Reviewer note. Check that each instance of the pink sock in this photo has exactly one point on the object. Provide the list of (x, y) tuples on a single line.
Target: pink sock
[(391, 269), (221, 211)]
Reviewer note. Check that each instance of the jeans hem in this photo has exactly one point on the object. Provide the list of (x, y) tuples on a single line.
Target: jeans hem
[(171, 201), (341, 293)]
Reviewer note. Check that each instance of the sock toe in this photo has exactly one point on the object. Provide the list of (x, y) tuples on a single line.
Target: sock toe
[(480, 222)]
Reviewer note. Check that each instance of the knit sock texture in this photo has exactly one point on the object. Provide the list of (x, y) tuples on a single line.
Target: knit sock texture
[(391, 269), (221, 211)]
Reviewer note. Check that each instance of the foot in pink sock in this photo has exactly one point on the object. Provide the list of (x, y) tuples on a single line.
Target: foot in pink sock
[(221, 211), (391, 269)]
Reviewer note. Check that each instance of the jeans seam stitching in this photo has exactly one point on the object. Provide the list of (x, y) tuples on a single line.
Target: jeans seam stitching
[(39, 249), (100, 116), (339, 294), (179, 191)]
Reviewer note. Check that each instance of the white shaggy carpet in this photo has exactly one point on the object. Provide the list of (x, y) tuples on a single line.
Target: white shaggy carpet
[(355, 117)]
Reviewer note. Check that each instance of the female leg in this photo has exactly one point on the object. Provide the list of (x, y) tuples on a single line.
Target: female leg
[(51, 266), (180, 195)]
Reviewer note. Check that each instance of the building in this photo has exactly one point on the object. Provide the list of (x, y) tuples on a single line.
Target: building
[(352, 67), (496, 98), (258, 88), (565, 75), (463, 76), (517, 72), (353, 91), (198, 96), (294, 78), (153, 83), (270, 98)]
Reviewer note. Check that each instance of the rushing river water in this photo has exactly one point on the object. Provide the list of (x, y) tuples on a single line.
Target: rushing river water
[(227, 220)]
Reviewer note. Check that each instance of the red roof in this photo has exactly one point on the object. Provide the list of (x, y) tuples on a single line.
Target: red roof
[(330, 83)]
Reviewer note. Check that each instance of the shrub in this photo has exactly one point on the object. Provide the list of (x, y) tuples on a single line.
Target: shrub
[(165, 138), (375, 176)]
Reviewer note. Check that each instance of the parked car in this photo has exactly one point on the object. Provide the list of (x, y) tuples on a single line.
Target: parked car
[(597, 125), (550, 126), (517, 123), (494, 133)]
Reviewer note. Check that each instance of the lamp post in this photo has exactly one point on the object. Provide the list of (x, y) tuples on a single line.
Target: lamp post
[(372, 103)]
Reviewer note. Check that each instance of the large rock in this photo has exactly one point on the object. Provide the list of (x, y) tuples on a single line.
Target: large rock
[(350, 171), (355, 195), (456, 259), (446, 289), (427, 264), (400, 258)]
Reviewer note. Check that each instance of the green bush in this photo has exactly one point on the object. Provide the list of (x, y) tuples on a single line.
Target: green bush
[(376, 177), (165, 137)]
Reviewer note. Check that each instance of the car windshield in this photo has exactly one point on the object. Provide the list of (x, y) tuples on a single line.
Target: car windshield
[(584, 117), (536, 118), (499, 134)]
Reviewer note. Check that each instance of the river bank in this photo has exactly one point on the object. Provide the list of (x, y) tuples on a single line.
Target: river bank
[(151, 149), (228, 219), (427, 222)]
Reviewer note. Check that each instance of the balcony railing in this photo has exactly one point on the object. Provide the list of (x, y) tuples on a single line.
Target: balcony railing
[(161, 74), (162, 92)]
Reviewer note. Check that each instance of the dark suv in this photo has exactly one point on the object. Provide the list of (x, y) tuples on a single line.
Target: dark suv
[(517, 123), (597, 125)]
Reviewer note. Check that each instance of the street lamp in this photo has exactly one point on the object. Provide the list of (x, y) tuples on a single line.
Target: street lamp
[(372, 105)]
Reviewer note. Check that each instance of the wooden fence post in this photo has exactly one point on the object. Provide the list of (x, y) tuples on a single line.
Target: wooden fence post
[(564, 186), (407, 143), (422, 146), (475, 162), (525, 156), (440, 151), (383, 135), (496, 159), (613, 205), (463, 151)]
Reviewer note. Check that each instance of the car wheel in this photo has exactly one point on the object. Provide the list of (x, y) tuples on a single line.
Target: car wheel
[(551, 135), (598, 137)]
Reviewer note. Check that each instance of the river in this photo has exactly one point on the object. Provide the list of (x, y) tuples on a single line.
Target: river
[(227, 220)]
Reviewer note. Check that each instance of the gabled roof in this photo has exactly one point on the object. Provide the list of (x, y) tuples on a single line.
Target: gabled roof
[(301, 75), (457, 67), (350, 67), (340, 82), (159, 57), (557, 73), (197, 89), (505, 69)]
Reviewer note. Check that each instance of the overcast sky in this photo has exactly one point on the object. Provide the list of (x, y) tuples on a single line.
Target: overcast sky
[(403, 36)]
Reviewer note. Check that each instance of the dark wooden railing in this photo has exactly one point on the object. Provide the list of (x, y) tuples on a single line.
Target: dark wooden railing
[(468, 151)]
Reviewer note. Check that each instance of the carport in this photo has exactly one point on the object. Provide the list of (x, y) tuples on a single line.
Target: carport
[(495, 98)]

---

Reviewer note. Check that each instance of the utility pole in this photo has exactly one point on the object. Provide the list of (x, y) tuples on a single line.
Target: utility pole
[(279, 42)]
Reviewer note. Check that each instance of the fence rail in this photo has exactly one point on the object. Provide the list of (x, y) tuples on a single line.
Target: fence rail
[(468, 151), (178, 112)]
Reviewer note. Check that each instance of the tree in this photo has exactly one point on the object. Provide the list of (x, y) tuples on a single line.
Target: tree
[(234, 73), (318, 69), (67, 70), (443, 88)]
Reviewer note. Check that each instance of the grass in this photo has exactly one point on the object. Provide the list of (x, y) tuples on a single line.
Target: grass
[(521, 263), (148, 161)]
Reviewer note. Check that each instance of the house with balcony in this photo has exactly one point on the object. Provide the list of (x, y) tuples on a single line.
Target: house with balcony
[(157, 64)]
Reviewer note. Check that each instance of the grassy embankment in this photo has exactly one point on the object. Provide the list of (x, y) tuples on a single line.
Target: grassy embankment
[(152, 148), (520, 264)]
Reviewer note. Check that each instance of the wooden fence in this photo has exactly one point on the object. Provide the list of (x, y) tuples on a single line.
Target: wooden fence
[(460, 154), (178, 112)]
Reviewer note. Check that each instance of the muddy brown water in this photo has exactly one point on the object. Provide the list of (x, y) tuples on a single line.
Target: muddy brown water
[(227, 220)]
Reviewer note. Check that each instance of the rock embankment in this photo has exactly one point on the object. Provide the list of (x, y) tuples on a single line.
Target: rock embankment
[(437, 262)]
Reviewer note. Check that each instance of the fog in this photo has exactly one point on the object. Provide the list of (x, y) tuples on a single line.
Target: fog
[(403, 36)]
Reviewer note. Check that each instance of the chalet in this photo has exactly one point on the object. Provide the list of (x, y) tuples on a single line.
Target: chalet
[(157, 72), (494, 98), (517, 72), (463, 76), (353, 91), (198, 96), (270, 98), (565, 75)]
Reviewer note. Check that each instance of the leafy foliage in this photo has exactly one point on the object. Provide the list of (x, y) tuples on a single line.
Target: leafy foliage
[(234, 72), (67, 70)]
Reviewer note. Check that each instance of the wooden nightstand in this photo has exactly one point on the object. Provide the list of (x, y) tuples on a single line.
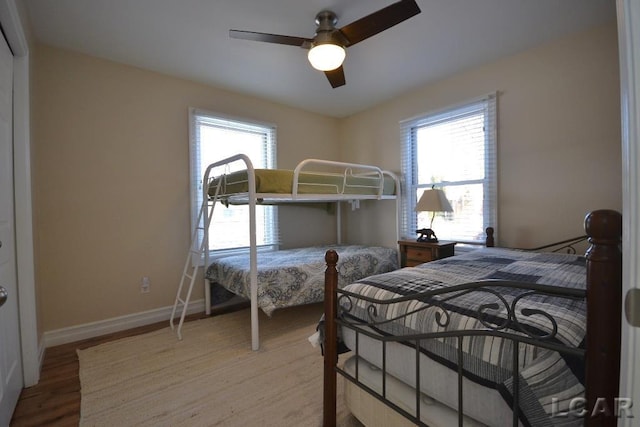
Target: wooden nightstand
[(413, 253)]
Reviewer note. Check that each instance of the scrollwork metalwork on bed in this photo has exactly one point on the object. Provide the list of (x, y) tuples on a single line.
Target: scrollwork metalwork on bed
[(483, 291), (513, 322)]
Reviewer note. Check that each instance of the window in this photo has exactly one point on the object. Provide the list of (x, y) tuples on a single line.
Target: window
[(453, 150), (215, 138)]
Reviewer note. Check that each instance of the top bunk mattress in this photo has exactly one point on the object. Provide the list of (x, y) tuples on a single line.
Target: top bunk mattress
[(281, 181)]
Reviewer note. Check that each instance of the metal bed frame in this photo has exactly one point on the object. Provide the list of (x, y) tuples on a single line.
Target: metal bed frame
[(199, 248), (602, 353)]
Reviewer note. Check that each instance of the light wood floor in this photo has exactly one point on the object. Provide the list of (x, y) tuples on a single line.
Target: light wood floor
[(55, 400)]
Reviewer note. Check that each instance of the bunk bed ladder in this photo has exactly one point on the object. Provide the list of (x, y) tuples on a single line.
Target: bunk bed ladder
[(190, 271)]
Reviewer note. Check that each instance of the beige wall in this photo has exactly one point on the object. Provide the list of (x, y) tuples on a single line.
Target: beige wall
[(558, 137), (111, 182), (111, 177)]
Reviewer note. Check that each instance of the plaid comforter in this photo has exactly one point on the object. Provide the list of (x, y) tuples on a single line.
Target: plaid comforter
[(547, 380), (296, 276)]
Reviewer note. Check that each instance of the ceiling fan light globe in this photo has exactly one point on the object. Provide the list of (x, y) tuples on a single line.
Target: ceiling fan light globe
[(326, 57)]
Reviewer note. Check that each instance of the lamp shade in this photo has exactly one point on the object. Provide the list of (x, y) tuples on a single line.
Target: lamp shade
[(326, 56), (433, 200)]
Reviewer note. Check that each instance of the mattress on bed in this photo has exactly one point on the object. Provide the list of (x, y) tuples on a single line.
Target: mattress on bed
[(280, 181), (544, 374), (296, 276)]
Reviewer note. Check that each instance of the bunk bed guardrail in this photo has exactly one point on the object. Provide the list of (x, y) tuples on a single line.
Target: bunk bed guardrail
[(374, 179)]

---

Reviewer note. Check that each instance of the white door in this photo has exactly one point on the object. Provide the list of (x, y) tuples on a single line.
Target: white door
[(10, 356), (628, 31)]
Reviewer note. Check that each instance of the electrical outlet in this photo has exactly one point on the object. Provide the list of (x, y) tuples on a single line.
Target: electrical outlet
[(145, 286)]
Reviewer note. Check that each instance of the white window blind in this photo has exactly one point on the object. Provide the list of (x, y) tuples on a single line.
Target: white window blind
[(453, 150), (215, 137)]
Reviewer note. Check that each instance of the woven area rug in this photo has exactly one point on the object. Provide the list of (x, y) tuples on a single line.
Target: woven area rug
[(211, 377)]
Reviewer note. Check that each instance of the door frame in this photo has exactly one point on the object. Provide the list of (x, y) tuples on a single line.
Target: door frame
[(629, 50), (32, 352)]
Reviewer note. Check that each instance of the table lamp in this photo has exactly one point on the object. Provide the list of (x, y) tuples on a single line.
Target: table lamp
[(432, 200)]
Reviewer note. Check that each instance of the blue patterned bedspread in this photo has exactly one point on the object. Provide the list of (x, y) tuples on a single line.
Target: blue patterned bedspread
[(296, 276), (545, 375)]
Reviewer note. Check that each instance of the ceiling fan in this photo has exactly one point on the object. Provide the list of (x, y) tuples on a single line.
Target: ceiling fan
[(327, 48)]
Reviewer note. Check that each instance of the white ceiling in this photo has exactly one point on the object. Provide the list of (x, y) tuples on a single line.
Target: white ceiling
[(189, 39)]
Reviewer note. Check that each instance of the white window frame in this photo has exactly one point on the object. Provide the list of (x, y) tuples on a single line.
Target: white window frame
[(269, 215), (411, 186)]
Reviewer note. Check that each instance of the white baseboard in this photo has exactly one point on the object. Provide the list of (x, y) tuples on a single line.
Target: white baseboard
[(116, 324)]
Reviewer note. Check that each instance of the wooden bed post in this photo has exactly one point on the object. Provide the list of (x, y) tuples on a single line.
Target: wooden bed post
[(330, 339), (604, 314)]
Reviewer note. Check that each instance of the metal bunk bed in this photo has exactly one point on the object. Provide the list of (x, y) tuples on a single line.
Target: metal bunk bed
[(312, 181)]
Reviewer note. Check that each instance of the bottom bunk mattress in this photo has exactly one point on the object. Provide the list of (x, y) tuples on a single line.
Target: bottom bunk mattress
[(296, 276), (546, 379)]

== Problem to solve ==
Please extract every line in the entries above that contains the word "blue", copying each such line in full.

== Response to this exercise ==
Reviewer note. Check that each instance of the blue patterned bedspread in this photo has exactly one point on the object. Provide the list of (x, y) tuples on a single line.
Target: blue patterned bedspread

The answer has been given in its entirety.